DIRECTIONS: Only these lines should appear, exactly: the one containing "the white glass" and every line after it through the end of the material below.

[Start of section]

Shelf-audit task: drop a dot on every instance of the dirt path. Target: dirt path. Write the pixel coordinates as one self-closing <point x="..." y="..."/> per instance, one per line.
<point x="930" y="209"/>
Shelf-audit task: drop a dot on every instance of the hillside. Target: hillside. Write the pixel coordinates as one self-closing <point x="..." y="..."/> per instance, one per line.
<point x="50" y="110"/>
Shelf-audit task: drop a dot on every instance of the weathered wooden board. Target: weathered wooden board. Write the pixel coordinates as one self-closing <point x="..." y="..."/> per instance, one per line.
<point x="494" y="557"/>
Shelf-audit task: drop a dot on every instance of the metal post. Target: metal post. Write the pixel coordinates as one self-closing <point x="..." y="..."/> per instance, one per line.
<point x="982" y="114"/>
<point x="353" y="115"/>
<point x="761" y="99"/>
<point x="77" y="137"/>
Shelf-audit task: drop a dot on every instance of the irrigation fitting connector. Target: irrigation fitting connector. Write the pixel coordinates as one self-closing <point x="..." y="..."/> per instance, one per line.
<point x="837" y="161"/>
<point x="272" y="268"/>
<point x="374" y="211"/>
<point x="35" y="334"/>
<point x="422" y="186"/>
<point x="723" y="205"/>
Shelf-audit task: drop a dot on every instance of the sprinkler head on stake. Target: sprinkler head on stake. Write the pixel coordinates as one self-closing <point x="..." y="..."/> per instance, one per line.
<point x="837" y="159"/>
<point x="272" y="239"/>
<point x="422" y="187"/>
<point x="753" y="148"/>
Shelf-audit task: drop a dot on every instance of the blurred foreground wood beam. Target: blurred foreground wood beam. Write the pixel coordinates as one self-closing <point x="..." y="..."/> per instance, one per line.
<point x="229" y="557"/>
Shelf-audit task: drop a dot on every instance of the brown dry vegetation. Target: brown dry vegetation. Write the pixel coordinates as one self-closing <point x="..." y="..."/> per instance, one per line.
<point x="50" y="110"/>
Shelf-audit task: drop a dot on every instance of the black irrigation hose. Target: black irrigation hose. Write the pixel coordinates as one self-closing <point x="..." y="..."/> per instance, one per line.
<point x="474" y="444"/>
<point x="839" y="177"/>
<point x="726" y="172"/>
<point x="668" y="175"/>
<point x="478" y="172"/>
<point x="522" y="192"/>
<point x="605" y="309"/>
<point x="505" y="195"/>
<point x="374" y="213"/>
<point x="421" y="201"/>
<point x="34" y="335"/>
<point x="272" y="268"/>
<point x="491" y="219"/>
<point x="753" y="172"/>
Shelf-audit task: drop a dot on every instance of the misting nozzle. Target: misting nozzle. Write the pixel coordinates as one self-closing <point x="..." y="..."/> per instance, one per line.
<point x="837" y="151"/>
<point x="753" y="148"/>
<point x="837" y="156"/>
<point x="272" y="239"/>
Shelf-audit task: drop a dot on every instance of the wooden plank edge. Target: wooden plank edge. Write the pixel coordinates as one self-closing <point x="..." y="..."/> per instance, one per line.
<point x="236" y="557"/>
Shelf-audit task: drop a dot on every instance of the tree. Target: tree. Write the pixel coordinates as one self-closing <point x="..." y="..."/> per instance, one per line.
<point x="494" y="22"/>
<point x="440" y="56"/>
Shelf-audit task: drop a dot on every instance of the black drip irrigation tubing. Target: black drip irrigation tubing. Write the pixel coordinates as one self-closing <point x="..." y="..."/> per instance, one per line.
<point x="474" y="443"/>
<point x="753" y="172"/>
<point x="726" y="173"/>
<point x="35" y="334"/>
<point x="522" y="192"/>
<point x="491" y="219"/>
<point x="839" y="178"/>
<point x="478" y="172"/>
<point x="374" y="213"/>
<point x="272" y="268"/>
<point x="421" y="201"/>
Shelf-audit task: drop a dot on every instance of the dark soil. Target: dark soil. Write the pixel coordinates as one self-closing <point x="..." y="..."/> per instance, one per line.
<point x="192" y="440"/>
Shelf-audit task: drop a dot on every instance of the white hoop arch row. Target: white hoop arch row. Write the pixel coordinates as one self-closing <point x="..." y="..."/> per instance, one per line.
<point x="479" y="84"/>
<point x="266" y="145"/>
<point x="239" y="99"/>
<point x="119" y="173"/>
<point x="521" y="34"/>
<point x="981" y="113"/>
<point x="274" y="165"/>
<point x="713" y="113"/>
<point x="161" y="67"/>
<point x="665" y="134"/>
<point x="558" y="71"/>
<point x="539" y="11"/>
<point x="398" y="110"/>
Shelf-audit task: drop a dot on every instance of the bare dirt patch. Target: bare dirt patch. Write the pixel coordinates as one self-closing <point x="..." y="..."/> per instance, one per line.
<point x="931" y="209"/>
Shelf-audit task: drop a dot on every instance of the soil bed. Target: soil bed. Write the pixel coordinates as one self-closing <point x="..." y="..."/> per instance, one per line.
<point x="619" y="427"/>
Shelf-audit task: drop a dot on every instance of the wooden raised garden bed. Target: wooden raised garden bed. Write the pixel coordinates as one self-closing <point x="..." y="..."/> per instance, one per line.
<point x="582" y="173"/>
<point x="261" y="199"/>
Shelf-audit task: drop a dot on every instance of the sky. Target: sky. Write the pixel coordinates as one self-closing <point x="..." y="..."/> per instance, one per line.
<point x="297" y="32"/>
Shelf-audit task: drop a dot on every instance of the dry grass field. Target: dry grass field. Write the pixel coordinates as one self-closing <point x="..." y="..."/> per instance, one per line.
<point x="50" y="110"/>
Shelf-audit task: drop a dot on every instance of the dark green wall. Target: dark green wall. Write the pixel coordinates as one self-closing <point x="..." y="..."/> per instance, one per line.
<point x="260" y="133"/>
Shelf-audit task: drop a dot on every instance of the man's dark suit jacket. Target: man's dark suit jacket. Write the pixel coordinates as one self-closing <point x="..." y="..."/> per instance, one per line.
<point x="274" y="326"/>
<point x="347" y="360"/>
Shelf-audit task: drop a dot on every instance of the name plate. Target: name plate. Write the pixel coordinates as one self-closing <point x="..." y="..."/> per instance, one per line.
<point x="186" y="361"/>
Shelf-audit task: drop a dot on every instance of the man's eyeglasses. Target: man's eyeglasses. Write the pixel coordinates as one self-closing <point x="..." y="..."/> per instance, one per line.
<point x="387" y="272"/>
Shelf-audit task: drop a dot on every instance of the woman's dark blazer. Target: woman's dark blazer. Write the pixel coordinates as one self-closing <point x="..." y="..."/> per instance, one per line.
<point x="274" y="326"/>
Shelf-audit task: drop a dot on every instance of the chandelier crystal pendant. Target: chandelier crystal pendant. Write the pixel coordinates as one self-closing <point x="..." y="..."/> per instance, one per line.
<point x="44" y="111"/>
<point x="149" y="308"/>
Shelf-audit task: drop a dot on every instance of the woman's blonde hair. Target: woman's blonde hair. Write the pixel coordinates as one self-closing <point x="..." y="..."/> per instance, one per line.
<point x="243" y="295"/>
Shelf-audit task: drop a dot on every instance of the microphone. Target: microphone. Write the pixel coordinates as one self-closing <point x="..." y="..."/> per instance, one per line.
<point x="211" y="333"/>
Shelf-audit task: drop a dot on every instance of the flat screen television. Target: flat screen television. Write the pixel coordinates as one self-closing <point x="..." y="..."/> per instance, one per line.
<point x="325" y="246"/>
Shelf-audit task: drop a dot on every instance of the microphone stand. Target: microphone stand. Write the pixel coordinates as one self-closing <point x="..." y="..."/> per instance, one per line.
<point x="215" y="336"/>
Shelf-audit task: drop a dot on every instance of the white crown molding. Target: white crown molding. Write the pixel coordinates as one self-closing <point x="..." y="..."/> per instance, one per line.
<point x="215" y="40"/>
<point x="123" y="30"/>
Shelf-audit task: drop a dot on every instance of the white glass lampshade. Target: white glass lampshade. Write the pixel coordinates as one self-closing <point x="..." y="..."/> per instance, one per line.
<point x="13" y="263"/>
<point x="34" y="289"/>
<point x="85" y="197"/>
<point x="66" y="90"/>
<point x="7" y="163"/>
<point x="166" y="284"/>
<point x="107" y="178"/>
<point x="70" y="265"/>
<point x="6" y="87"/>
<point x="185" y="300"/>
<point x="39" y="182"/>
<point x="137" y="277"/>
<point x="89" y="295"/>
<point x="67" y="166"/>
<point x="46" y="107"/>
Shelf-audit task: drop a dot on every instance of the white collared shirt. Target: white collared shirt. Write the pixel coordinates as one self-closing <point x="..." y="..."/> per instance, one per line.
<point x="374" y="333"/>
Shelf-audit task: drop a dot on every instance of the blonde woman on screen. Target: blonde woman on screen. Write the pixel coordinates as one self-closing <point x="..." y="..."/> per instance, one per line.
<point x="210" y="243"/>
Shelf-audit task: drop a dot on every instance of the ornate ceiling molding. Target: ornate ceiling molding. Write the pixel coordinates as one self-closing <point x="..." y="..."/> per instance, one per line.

[End of section]

SOLUTION TO THIS TASK:
Shelf-audit task: drop a dot on every instance of the white glass lampshade. Target: white glass lampshade. Write the pixel coordinates as one self-closing <point x="..." y="..."/> per instance, one per line.
<point x="13" y="263"/>
<point x="34" y="289"/>
<point x="85" y="197"/>
<point x="66" y="90"/>
<point x="7" y="163"/>
<point x="166" y="284"/>
<point x="107" y="178"/>
<point x="70" y="265"/>
<point x="6" y="87"/>
<point x="185" y="300"/>
<point x="39" y="182"/>
<point x="137" y="277"/>
<point x="89" y="295"/>
<point x="67" y="166"/>
<point x="46" y="107"/>
Shelf-audit task: drop a dot on every instance of the white collared shirt. Target: white collared shirt. Write the pixel coordinates as one self-closing <point x="..." y="..."/> per instance, one per line.
<point x="374" y="333"/>
Shelf-audit task: drop a dot on every instance of the blonde woman on screen. Target: blonde woman on screen. Write the pixel coordinates as one self-closing <point x="..." y="..."/> per instance, one per line.
<point x="210" y="243"/>
Shelf-audit task: drop a dot on every instance of the ornate ceiling molding. Target: ornate ceiling molding. Write the pixel coordinates as one self-closing <point x="..." y="..."/> per instance, one per line.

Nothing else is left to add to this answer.